#### [Task to complete]
Return each entry word for word and skip its pictures.

#### [Records for this exercise]
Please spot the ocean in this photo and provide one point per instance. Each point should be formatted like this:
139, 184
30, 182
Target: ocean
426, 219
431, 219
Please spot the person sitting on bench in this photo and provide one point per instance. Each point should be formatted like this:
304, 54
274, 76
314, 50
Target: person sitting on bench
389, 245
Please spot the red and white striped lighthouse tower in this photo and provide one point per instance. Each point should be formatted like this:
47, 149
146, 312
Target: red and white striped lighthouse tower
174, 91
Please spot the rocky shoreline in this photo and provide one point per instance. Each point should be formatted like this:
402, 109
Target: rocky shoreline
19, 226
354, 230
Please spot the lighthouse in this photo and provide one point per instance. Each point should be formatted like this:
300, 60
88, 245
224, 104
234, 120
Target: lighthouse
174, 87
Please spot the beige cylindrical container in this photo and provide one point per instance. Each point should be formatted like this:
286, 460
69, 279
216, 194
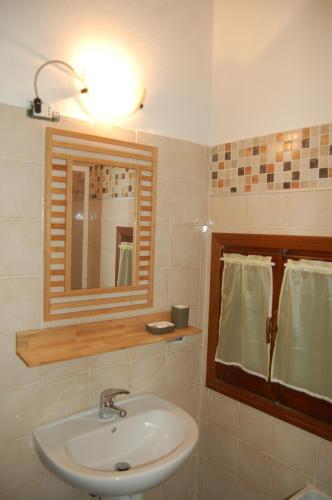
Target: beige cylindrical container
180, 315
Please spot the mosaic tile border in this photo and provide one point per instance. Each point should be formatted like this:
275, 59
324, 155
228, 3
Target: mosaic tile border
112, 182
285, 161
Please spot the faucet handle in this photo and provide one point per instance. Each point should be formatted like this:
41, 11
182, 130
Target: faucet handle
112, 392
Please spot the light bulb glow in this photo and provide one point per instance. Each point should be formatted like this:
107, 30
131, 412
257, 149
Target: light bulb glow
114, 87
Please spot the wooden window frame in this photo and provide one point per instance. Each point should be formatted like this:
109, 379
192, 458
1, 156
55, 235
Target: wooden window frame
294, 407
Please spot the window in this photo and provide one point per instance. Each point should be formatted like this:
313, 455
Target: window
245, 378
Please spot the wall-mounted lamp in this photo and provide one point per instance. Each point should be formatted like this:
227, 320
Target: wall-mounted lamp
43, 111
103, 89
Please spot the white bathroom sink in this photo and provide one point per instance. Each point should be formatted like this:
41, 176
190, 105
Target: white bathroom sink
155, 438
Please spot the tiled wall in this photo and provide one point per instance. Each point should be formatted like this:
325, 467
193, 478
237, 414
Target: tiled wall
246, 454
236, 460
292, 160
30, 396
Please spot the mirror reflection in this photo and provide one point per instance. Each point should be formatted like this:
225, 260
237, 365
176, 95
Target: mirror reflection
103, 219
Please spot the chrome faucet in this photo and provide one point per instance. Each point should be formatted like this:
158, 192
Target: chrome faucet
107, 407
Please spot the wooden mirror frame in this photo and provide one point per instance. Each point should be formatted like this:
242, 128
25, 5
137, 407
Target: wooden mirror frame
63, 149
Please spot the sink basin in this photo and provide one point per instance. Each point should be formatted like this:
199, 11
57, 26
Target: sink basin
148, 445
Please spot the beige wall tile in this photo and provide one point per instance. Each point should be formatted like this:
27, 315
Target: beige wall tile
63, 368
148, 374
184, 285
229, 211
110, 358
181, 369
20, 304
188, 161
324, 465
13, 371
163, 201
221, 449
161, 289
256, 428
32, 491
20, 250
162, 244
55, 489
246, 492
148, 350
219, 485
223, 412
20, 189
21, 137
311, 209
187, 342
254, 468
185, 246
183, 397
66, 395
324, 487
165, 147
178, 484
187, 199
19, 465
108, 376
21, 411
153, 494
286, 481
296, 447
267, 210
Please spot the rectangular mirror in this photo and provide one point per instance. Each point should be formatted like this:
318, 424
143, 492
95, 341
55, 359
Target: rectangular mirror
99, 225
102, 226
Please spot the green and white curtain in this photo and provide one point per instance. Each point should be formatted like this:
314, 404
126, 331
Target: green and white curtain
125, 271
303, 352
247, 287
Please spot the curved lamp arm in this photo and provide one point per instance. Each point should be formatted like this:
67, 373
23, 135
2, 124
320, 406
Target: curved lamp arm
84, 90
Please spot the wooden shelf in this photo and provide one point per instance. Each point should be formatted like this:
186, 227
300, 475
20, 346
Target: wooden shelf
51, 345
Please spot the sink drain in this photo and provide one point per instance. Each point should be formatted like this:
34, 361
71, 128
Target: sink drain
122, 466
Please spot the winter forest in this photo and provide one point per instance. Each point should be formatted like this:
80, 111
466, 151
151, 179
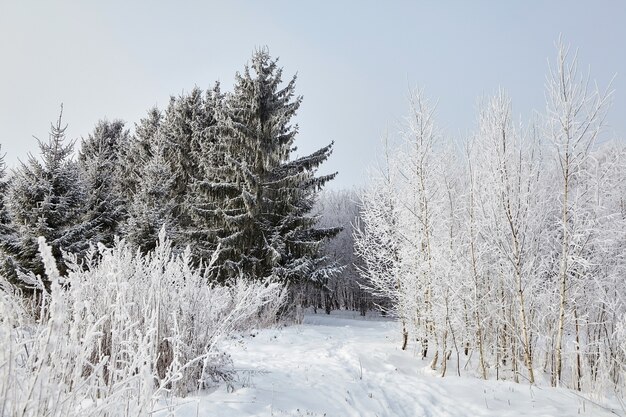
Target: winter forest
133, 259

#### [Task result]
Please spot the ocean in this photo and provide one point per instance. Each point should be formatted like this:
139, 184
30, 182
Target: ocean
426, 219
431, 219
Please spot the person sitting on bench in this photo and provide one point per instance. Each point should be formatted like this:
304, 54
274, 76
314, 50
Target: person sitting on bench
389, 245
Please spot the red and white striped lighthouse tower in this photo and provide one point per instance. Each point should be formatted like this:
47, 149
146, 312
Target: red and white striped lighthouse tower
174, 91
Please spot the rocky shoreline in this photo and provide one point per instance. Each point should be formatted like this:
402, 109
Target: rocky shoreline
19, 226
354, 230
Please spot the lighthouse in this photo and provide one point per instance. Each point should be formatted like this:
300, 60
88, 245
224, 104
234, 120
Target: lighthouse
174, 87
Please spot the beige cylindrical container in this photo and provide one point per instance. Each point should be formatted like this:
286, 460
69, 279
216, 194
Target: beige cylindrical container
180, 315
Please spot the mosaic tile border in this photo and provide one point per instance. Each point should be formatted like this:
275, 59
324, 155
228, 3
Target: mosaic tile border
112, 182
285, 161
Please spot the faucet handle in this photo and provide one point per instance. Each point should be formatted like this:
41, 11
182, 130
Target: faucet handle
112, 392
Please spot the light bulb glow in this photo and provide one point per instance. Each point should be formatted like this:
107, 30
131, 412
257, 149
Target: light bulb glow
114, 87
Please spot the wooden window frame in this photo and provide one point per instance. Each point should be formatted like this:
109, 379
192, 458
1, 156
55, 235
Target: wooden window frame
294, 407
Please spot the window in this photo and provide one point per instance. Each point should be formatted like this:
313, 455
Target: window
245, 378
Please spot the wall-mounted lamp in this photo and provide one point per instance. Each point should be formatted like this:
227, 320
Target: wall-mounted lamp
43, 111
103, 89
Please spot the white bathroom sink in this photo and provide one point per instance. Each point should be formatted like this:
41, 176
190, 105
Target: white bathroom sink
155, 438
Please spot the tiled wall in this photo and provide one point per instance. Each point should be formatted like this:
325, 467
193, 478
237, 414
Target: tiled wall
246, 454
236, 460
292, 160
30, 396
Please spot the mirror reflection in this photo and provide one point per instance. Each point should be formatted like this:
225, 260
237, 365
176, 95
Target: mirror reflection
103, 219
Please spot the chrome faucet in this photo and provide one point per instance. Each point should be formatted like this:
158, 192
Target: chrome faucet
107, 407
Please spot the wooden mirror frame in this photo and provide one point per instance. Each point should be formatted like this:
242, 128
25, 5
137, 407
Target: wooden mirror frame
63, 149
Please spot the sink basin in this photo and provide one point per instance. Each point should be formatted like this:
199, 11
57, 26
Target: sink basin
148, 445
Please spot the beige wall tile in this photo and provide one point per instance. Each point should be formatted like this:
27, 315
Target: beige wall tile
63, 368
148, 374
184, 285
229, 211
110, 358
181, 369
20, 304
188, 161
324, 465
13, 371
163, 201
221, 449
161, 289
256, 428
32, 491
20, 250
162, 244
55, 489
246, 492
148, 350
219, 485
223, 412
20, 189
21, 137
311, 209
187, 342
254, 468
185, 246
183, 397
66, 395
324, 487
165, 147
178, 484
187, 199
19, 465
108, 376
21, 411
153, 494
286, 481
296, 447
267, 210
Please spot the rectangular mirror in this photo and provide one point per instance. Each point should be formatted like this:
318, 424
143, 492
95, 341
55, 359
Target: rectangular mirror
99, 225
102, 226
Please spot the green and white curtain in this photo and provide one point per instance. Each point should be formatted like this:
314, 404
126, 331
Target: green and white curtain
125, 271
303, 352
247, 287
Please spot the curved lamp arm in this photo and provide one point per instance. Each point should be formatted like this:
67, 373
23, 135
2, 124
320, 406
Target: curved lamp arm
84, 90
Please spot the wooden shelf in this photo and provide one point per instance. Each point should be formatted like this:
186, 227
300, 475
20, 346
Target: wooden shelf
51, 345
Please spot the sink drain in this photo and provide one point per instance. Each point should be formatted like this:
34, 361
71, 128
Target: sink drain
122, 466
Please spot the winter forest in this photo and provide one point per instance. Each point should be formatted like this:
80, 111
466, 151
151, 179
Target: winter forest
133, 259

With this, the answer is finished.